## YOUR OBJECTIVE
Reproduce the following records exactly from the line containing "Practice step: locate the asphalt" onward, ending with the last line and including it.

## DATASET EXCERPTS
===

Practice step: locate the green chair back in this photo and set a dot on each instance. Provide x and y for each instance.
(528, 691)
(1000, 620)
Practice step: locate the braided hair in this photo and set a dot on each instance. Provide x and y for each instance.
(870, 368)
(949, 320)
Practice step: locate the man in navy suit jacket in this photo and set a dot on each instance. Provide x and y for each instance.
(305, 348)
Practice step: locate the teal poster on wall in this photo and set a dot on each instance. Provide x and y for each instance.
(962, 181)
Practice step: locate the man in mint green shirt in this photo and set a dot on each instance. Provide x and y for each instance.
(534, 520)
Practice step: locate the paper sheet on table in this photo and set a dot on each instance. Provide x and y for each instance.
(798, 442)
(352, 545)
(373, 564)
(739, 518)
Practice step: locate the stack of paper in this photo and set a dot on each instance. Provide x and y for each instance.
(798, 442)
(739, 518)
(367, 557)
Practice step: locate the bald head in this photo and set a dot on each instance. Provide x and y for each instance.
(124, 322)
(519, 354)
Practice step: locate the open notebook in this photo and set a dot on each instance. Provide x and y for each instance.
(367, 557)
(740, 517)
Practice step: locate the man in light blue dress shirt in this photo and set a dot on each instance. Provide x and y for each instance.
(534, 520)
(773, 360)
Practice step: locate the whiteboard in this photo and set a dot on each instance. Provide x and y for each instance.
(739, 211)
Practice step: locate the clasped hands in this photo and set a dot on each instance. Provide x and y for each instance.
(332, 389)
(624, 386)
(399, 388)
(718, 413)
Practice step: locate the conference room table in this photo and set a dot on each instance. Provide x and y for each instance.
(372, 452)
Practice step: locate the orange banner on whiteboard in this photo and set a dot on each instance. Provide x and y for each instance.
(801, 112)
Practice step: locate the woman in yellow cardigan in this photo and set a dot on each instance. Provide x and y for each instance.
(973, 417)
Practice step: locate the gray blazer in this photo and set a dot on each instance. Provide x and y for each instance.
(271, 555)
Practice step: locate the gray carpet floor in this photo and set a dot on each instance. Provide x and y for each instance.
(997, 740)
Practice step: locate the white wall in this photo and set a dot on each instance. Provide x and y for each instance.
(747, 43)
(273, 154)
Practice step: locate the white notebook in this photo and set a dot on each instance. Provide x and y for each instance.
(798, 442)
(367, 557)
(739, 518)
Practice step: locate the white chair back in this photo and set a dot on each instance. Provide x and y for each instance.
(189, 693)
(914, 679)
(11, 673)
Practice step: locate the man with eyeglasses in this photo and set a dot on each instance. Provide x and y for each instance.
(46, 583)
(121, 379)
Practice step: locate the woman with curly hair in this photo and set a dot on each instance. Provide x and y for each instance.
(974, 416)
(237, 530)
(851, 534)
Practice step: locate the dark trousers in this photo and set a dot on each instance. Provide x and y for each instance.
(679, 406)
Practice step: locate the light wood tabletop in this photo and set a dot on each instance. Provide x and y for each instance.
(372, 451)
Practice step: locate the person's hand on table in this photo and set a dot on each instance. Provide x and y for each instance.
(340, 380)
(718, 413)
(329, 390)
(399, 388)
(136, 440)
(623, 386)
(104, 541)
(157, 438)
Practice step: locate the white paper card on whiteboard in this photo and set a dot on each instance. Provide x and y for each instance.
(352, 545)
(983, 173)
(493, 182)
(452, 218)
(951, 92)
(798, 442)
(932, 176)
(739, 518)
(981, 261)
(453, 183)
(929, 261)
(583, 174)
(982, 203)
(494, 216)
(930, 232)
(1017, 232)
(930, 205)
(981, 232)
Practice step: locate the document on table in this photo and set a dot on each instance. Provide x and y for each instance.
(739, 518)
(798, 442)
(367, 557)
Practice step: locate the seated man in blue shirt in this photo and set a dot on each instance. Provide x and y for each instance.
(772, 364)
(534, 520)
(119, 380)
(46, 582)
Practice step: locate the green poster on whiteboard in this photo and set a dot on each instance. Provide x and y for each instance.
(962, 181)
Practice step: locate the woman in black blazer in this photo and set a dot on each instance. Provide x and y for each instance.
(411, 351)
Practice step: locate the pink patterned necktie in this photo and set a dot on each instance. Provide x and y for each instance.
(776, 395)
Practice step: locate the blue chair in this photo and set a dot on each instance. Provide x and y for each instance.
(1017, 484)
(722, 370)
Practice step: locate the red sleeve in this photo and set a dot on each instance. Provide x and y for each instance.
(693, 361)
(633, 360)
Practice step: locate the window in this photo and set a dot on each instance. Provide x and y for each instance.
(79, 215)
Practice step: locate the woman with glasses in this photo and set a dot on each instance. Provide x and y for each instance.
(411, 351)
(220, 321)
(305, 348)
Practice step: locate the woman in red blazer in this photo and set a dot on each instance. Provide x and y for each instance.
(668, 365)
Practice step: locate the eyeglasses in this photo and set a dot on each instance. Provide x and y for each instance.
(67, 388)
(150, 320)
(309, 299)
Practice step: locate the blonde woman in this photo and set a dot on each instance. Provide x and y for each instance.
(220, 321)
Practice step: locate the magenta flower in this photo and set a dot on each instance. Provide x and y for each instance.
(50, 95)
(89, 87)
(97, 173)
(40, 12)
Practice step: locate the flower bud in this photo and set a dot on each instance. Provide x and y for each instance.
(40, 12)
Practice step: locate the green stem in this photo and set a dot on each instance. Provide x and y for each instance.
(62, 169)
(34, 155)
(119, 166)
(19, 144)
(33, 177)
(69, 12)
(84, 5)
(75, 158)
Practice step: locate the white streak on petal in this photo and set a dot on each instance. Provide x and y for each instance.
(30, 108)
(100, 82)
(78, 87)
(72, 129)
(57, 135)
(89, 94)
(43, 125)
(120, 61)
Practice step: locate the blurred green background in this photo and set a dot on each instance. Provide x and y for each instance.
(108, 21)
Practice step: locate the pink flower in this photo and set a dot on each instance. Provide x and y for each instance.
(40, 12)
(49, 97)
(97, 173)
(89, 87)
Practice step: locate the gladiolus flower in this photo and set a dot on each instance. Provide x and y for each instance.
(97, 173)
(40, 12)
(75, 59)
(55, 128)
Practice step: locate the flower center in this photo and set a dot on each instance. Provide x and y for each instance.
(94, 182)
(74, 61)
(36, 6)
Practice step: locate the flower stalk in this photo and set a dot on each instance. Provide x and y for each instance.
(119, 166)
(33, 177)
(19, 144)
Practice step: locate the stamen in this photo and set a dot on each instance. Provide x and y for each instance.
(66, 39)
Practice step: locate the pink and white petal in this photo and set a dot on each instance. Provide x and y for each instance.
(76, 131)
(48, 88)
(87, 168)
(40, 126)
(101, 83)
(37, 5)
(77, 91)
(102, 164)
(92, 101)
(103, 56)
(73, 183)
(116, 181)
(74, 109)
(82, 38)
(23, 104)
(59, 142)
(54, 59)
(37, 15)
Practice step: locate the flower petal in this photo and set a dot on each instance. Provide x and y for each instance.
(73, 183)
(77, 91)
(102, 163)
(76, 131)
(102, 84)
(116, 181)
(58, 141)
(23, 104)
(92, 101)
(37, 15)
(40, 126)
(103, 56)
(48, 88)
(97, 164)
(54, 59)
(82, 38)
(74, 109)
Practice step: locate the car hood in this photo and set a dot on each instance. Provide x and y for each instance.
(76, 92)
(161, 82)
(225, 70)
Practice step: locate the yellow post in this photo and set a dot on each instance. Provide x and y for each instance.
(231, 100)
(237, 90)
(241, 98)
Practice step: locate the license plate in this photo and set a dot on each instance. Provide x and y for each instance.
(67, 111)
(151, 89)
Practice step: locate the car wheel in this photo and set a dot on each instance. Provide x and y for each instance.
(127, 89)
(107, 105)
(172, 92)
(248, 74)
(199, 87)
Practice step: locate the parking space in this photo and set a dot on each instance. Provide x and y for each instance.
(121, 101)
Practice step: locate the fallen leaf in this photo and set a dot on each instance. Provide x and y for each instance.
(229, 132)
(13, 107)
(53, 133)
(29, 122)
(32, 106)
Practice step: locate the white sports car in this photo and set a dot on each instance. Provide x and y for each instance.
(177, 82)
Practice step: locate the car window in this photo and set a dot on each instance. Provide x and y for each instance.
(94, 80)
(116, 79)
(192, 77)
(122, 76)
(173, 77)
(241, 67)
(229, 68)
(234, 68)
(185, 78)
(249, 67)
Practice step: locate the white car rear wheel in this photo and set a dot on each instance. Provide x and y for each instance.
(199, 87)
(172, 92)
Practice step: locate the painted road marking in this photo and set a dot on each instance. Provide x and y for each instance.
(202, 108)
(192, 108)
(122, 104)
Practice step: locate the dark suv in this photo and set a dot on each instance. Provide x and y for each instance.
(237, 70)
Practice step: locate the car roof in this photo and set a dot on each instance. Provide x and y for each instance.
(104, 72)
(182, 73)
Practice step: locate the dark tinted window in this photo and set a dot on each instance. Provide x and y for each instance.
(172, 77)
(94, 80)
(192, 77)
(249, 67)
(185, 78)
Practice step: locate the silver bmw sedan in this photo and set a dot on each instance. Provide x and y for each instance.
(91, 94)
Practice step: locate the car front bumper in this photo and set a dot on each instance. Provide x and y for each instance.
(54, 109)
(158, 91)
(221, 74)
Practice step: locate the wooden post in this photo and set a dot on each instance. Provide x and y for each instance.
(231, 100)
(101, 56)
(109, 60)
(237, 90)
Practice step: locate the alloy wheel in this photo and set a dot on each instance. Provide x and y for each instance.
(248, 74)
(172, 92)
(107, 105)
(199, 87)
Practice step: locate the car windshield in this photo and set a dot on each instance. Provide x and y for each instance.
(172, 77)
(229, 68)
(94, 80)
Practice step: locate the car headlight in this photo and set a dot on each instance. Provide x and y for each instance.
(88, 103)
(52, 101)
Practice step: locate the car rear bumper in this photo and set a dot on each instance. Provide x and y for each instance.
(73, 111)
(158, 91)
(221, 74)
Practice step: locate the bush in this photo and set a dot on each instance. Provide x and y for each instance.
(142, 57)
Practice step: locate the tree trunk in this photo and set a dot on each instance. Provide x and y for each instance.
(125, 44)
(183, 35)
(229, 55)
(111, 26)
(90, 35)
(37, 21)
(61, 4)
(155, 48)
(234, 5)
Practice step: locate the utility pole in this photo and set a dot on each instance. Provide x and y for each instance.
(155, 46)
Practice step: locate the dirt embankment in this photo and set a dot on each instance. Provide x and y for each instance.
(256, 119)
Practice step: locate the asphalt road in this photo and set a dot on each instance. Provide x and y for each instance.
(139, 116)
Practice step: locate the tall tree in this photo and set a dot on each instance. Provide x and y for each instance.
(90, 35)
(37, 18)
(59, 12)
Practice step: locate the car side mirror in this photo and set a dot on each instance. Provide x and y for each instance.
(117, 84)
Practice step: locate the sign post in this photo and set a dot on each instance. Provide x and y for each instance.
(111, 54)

===

## WRITTEN RESPONSE
Practice step: locate the asphalt road in this photo and set a dot on each instance. Provide x and y for each instance.
(139, 116)
Practice step: locate the tall tree in this photo and set a dot on each instance. Provide x and y for each instance.
(90, 35)
(37, 18)
(59, 12)
Practice step: locate the car side mirror in this photo and set a dot on each instance. Provide x and y for each instance.
(117, 84)
Practice step: locate the sign post in this photo and set a dot on each instance. Provide x and y for each instance.
(111, 54)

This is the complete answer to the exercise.